§ **PROMPT**
Find the lines in the records that carry the word "chest". Copy each one.

§ **DATA EXTRACT**
▬▬▬▬▬▬▬▬▬▬
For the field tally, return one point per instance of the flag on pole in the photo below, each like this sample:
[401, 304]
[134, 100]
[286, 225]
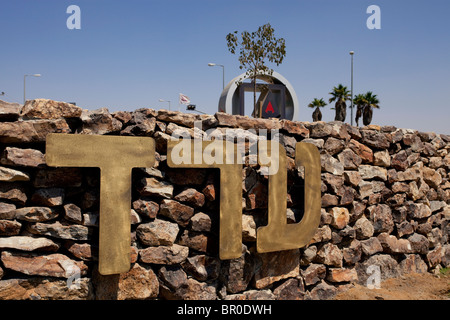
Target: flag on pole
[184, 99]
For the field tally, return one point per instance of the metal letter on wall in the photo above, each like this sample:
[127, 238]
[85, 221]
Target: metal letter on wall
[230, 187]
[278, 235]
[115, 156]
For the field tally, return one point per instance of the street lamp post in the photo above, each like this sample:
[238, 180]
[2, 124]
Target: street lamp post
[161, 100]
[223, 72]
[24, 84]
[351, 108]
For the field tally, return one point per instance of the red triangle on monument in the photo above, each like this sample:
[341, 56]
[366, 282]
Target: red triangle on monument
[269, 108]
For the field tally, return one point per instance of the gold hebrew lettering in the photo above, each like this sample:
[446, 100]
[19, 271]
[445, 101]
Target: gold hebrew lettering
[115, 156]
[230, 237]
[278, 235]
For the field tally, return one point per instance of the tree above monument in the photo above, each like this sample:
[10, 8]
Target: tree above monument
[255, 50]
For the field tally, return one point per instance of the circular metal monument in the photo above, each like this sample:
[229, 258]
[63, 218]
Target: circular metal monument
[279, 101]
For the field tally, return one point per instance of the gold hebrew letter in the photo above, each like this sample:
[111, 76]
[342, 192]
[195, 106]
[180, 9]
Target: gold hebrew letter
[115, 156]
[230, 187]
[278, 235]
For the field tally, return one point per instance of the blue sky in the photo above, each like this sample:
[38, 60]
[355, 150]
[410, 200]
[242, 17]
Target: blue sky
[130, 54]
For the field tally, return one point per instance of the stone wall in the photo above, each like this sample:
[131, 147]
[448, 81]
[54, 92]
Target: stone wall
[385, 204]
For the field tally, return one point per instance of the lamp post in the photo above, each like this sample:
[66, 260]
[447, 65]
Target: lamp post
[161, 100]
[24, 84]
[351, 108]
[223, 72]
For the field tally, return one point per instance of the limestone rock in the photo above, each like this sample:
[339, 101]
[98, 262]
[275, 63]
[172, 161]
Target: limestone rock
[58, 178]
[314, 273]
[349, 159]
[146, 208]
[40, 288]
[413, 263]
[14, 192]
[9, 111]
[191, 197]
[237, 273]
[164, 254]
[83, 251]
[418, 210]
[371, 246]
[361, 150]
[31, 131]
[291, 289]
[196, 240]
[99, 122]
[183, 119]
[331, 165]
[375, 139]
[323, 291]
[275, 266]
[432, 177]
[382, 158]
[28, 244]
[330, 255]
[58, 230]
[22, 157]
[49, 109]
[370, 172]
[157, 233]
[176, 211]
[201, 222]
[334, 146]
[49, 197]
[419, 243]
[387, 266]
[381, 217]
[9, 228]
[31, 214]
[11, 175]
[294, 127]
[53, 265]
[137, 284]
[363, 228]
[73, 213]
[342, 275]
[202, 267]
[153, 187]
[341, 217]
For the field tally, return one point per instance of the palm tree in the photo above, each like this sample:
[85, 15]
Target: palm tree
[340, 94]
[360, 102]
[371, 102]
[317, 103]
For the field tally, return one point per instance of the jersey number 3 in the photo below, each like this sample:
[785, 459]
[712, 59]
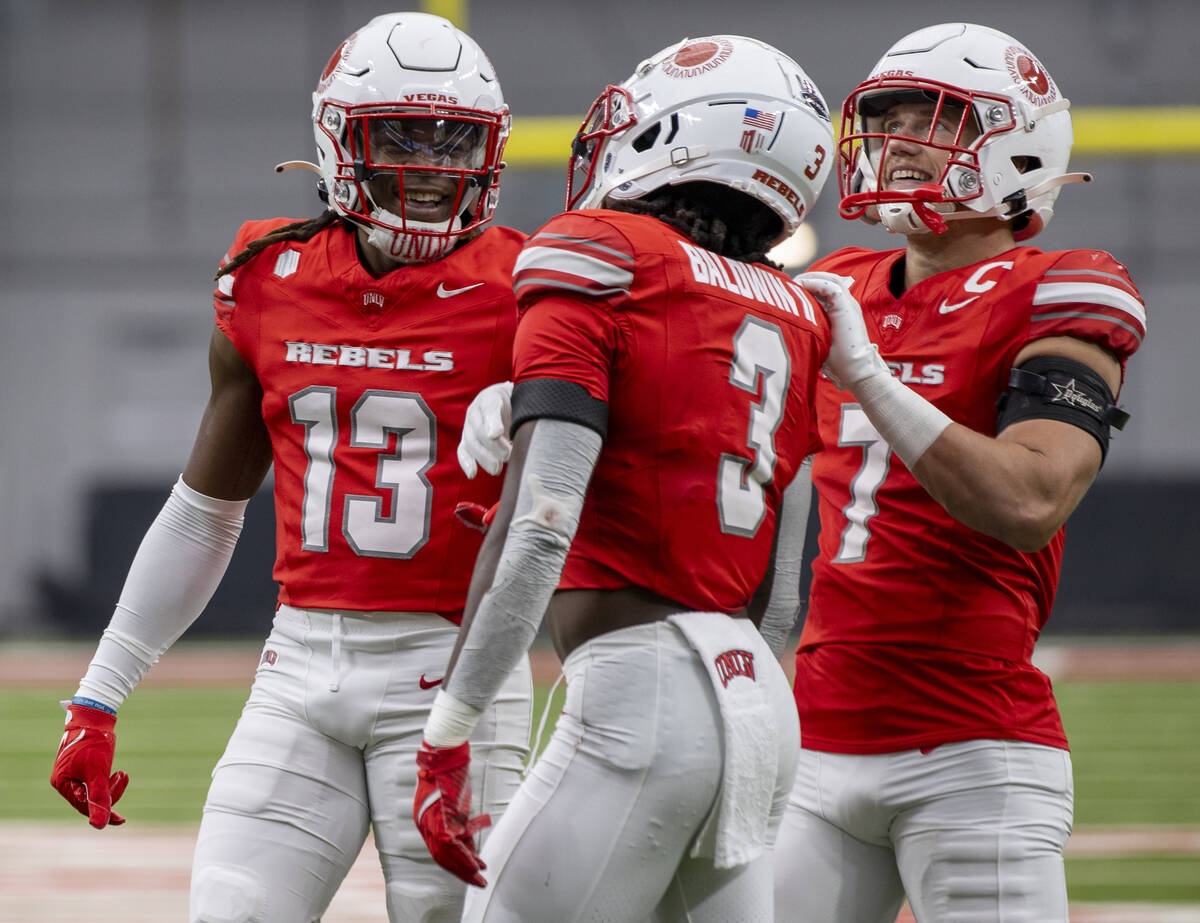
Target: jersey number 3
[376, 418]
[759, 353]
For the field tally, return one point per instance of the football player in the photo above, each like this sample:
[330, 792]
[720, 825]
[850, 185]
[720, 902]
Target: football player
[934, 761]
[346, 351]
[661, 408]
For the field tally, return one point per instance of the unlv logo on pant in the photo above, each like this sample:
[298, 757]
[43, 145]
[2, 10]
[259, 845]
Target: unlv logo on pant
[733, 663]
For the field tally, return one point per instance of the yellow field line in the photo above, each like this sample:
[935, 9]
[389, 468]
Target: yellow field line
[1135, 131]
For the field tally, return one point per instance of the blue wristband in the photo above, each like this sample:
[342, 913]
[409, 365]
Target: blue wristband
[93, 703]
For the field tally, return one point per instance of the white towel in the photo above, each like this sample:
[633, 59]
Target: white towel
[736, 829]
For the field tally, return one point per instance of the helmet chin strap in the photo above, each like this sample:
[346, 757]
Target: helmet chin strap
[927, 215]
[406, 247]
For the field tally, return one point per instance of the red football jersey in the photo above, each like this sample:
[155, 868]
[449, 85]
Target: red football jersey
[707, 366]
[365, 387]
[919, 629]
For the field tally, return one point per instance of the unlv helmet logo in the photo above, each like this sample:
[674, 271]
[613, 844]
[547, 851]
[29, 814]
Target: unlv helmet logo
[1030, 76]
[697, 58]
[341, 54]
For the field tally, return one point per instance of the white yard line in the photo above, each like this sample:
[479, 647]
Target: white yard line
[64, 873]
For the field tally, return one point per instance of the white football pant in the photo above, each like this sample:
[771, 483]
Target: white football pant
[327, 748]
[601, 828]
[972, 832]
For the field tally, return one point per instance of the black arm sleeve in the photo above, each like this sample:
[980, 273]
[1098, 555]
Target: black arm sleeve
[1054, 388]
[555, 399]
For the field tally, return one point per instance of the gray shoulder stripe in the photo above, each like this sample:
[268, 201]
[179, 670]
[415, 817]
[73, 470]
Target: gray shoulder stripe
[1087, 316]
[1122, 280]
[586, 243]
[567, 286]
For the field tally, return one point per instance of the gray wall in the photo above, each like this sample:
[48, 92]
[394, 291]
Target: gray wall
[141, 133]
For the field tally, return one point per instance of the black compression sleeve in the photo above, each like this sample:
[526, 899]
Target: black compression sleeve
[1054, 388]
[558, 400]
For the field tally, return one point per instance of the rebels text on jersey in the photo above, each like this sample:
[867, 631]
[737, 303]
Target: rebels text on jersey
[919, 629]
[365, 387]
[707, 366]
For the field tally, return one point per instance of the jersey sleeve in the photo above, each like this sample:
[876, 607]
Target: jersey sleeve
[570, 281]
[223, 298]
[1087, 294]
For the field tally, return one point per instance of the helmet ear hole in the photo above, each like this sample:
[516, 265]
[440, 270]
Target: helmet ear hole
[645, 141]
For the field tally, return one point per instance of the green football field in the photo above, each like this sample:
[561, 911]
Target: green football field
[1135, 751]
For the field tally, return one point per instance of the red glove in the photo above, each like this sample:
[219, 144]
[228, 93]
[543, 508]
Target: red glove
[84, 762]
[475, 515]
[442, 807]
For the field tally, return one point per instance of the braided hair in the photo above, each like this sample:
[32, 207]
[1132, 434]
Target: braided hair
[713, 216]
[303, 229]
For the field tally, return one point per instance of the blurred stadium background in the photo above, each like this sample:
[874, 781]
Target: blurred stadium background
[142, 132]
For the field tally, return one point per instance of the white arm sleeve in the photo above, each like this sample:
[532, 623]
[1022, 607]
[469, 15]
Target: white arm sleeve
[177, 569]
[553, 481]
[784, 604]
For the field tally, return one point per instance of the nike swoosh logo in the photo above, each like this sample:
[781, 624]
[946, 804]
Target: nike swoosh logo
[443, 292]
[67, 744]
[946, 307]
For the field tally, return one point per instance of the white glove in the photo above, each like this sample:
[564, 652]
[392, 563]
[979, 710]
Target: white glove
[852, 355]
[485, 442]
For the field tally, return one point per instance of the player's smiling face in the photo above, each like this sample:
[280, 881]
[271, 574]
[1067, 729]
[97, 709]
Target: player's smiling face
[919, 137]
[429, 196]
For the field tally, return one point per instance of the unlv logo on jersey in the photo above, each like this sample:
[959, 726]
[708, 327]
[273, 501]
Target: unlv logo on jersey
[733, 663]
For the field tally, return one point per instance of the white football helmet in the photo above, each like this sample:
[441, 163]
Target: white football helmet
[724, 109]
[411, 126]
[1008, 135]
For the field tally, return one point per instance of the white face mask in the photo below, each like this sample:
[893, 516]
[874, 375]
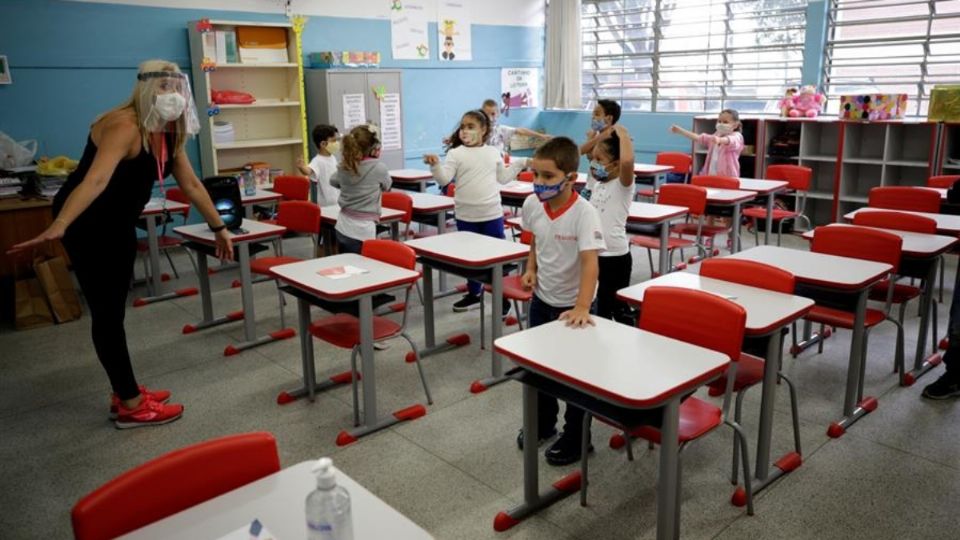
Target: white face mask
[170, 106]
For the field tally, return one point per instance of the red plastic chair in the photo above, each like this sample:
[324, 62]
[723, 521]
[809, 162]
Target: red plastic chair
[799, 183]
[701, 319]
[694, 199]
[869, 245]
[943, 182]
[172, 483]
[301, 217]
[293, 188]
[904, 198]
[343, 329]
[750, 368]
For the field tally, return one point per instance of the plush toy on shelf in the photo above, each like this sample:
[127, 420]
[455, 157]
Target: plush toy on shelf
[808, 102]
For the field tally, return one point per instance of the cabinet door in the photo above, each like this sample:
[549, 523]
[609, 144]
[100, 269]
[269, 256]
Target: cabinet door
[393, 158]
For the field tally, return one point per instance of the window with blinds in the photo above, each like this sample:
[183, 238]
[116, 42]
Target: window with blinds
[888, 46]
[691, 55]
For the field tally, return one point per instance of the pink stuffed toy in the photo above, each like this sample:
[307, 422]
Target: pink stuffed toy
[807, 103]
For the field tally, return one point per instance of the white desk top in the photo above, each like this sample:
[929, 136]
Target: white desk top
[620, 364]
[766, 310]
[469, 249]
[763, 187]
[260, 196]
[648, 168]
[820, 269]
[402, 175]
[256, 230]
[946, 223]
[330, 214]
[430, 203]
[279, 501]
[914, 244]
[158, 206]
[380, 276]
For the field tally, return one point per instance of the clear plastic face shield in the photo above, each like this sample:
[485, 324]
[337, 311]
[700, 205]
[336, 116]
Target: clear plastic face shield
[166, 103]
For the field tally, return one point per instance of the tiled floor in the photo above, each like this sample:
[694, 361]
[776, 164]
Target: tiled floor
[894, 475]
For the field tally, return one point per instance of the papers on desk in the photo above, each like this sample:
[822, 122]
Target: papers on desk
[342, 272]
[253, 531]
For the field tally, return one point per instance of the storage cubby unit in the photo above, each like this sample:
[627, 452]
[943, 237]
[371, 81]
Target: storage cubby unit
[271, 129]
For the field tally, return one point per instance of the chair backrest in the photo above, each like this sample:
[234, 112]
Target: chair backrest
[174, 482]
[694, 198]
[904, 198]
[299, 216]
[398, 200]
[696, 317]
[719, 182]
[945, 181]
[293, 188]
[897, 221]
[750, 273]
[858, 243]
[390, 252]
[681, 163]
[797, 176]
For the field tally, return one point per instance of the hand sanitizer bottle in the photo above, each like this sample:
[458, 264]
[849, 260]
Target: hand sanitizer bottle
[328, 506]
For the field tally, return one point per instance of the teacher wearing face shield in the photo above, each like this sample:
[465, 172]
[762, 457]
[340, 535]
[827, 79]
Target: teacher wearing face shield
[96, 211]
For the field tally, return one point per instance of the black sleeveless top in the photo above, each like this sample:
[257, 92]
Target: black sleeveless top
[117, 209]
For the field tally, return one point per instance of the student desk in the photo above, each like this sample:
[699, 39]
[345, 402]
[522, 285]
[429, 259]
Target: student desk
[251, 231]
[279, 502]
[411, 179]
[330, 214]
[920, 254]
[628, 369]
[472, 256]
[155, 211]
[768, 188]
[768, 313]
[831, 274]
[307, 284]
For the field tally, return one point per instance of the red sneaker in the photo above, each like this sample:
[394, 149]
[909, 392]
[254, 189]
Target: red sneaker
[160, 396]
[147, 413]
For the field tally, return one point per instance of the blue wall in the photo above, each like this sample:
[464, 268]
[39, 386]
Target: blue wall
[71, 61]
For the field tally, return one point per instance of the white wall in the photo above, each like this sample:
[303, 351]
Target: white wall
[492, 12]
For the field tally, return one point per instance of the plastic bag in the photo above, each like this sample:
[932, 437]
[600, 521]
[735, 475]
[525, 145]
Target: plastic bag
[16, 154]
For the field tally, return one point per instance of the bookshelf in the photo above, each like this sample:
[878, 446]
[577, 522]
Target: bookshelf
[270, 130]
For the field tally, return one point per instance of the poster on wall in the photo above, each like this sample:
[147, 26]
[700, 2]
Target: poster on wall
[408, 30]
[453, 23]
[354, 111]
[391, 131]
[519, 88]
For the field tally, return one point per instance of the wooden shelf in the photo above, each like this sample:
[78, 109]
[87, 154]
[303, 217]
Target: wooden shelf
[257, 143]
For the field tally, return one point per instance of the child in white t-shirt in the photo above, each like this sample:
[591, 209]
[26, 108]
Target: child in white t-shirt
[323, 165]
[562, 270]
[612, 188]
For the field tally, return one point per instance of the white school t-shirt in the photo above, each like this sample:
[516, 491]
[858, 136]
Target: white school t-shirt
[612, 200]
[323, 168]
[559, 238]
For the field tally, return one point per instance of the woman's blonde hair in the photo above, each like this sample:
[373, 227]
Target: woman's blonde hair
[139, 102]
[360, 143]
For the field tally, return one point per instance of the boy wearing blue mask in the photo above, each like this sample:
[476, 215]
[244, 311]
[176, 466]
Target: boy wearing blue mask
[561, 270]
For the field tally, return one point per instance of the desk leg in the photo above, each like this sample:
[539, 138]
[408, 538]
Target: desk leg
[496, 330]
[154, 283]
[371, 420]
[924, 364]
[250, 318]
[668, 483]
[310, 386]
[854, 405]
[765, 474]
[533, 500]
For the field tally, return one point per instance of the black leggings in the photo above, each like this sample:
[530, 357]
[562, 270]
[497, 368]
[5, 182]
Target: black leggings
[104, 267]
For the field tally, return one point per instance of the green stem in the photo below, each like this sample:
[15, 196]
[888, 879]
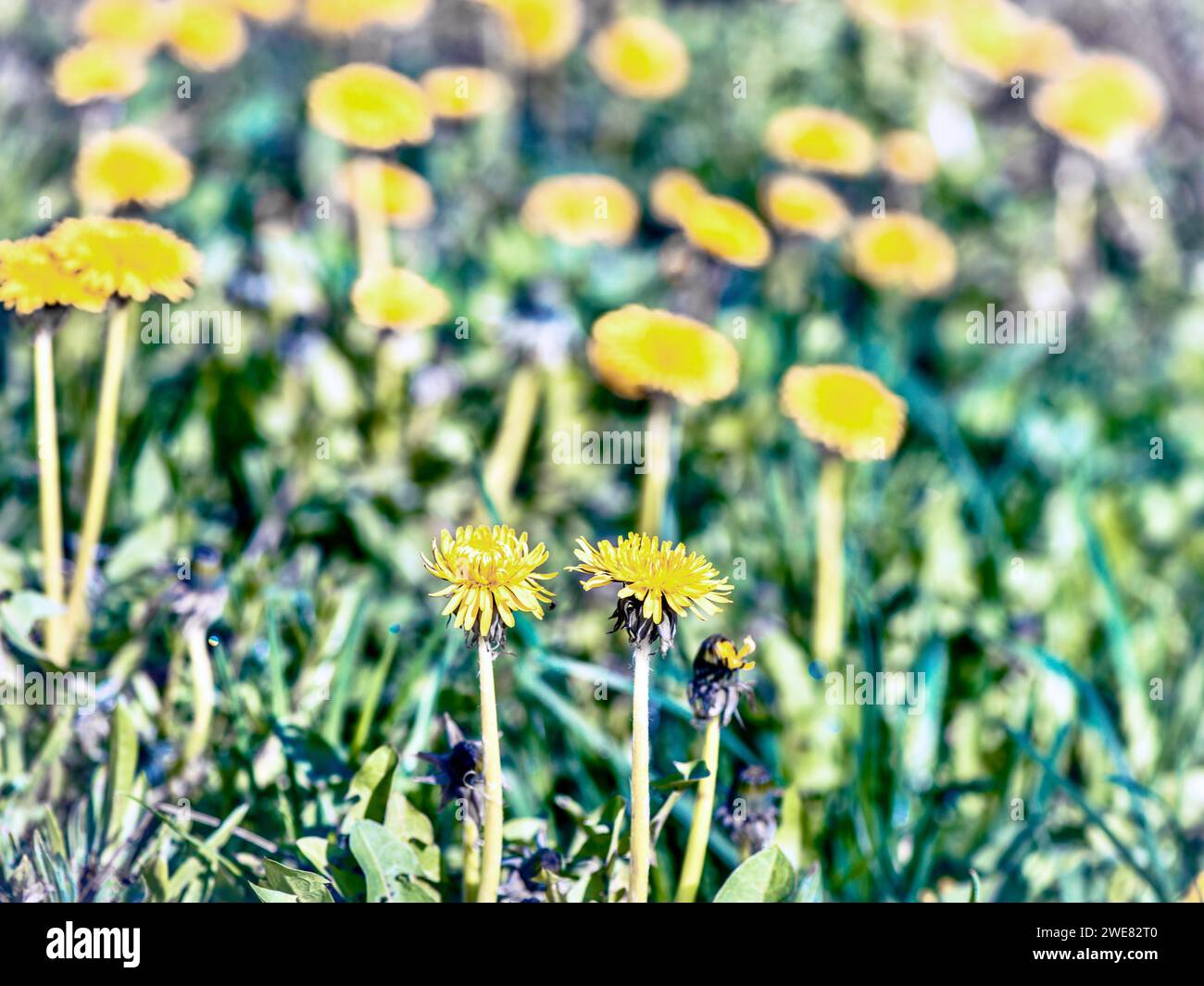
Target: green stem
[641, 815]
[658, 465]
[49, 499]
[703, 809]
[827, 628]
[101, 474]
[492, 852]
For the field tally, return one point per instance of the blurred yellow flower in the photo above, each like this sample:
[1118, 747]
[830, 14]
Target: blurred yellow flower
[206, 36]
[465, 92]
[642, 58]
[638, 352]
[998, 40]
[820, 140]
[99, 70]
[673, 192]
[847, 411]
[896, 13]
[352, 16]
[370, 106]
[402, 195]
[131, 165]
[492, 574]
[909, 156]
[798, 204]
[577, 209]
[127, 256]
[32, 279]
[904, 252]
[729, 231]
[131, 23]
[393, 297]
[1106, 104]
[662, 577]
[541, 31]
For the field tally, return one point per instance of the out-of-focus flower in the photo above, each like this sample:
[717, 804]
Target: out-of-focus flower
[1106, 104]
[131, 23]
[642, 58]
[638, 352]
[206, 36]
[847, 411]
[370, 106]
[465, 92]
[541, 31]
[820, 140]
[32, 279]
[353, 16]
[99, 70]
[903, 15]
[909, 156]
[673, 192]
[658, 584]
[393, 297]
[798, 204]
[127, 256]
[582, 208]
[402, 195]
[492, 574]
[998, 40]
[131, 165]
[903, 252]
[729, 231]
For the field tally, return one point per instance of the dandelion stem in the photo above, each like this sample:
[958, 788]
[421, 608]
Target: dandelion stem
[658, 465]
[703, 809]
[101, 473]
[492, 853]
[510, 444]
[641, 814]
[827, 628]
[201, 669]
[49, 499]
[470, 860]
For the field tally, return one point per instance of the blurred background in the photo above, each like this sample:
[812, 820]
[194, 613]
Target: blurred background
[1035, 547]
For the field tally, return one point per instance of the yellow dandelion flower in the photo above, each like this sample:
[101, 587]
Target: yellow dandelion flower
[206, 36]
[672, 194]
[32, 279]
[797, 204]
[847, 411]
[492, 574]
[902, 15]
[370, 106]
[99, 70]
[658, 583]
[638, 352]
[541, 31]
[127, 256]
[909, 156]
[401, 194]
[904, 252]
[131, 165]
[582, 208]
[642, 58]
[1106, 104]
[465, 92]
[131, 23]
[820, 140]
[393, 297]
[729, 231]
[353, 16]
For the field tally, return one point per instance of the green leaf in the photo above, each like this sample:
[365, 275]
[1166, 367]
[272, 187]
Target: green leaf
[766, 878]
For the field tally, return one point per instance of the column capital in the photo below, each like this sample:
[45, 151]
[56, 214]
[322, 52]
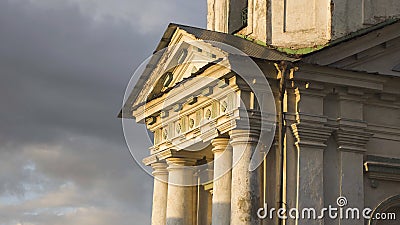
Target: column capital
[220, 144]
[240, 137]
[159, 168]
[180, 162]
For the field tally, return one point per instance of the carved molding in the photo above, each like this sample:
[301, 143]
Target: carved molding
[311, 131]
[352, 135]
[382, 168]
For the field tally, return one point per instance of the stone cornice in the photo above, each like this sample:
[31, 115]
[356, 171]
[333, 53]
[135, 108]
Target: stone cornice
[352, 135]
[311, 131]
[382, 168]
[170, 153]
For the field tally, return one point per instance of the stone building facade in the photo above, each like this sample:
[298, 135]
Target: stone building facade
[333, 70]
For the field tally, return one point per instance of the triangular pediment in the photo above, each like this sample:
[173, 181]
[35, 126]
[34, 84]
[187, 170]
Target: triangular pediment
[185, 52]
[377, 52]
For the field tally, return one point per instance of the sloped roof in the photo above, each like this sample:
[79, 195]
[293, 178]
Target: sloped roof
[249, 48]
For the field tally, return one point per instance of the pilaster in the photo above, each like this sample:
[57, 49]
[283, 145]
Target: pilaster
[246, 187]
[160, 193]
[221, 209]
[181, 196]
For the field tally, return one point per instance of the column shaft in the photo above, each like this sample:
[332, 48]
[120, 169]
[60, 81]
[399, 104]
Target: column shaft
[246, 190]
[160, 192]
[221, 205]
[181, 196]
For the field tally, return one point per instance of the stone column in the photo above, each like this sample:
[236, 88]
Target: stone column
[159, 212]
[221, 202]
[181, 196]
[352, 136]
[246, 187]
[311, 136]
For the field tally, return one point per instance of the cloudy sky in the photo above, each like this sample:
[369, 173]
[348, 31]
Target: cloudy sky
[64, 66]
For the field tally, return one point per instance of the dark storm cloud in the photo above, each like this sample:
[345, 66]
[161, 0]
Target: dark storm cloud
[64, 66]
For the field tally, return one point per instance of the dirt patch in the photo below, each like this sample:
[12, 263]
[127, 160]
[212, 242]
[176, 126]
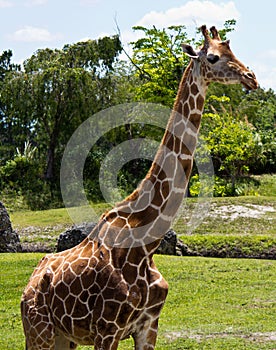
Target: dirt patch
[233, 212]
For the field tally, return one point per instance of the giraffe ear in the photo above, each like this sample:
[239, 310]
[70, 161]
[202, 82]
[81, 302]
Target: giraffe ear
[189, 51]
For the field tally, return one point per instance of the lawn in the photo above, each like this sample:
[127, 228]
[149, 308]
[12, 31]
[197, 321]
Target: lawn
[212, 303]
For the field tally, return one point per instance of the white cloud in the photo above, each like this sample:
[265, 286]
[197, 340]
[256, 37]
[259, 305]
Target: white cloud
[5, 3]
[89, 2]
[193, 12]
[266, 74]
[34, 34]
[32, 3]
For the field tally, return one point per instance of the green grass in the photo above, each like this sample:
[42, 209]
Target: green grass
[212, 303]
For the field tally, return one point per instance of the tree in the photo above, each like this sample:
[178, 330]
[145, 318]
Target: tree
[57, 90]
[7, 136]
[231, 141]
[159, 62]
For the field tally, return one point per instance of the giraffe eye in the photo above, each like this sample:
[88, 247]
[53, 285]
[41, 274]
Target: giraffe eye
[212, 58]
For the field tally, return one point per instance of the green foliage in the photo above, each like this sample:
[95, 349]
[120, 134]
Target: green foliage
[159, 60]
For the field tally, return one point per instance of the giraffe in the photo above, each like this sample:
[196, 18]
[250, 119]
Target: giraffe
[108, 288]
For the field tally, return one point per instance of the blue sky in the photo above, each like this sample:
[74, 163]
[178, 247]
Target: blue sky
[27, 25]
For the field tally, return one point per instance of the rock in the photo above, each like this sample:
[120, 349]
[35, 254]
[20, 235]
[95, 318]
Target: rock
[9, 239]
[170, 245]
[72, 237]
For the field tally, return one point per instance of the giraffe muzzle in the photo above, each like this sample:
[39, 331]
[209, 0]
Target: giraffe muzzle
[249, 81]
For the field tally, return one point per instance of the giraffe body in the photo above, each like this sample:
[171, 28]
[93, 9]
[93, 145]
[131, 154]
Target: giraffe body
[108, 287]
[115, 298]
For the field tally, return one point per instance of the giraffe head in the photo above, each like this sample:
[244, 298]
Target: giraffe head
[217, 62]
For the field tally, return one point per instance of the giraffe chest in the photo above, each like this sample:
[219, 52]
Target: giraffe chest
▬▬▬▬▬▬▬▬▬▬
§ **OUTPUT OF THE EXERCISE**
For the field tally, return one point per instance of the giraffe chest in the photo above, each like this sample:
Target: giraffe chest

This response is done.